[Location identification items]
'''

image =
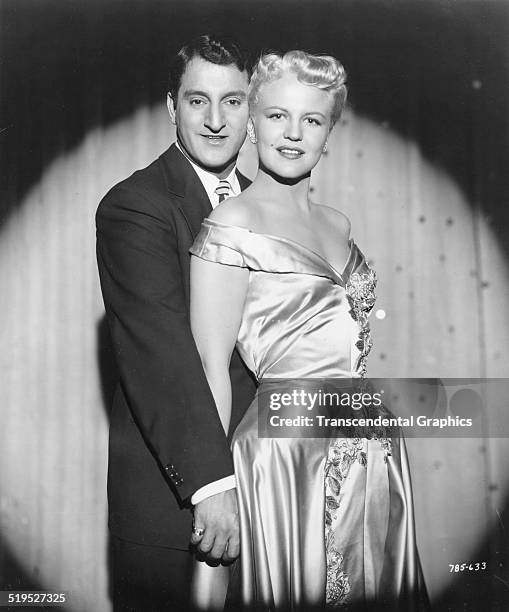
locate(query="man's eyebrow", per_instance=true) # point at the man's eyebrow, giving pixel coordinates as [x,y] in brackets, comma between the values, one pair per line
[194,92]
[236,94]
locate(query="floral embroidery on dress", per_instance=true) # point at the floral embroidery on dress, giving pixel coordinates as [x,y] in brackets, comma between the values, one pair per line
[360,291]
[343,452]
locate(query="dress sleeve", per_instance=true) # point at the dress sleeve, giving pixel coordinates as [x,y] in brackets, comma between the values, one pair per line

'''

What you have to do —
Present each line of the material above as a Markdown table with the columns No. and Line, numbering the rows in order and omitting blank lines. Leave the pictures out of the table.

Worked answer —
| No. | Line |
|---|---|
| 1 | image = |
| 2 | locate(query="man's eyebrow", per_instance=true) # point at the man's eyebrow, giving pixel coordinates as [x,y] in brackets, comma between the values, one pair per line |
| 3 | [194,92] |
| 4 | [236,94] |
| 5 | locate(query="floral embroidery on dress", per_instance=true) # point at the floral embroidery on dress, giving pixel coordinates as [x,y] in brackets, comma between the values, one pair per line |
| 6 | [360,291] |
| 7 | [343,452] |
| 8 | locate(query="dress sleeve", per_instance=true) # point at the dress sleeve, giving pixel coordinates as [x,y] in brackets, comma between the values, one pair per line |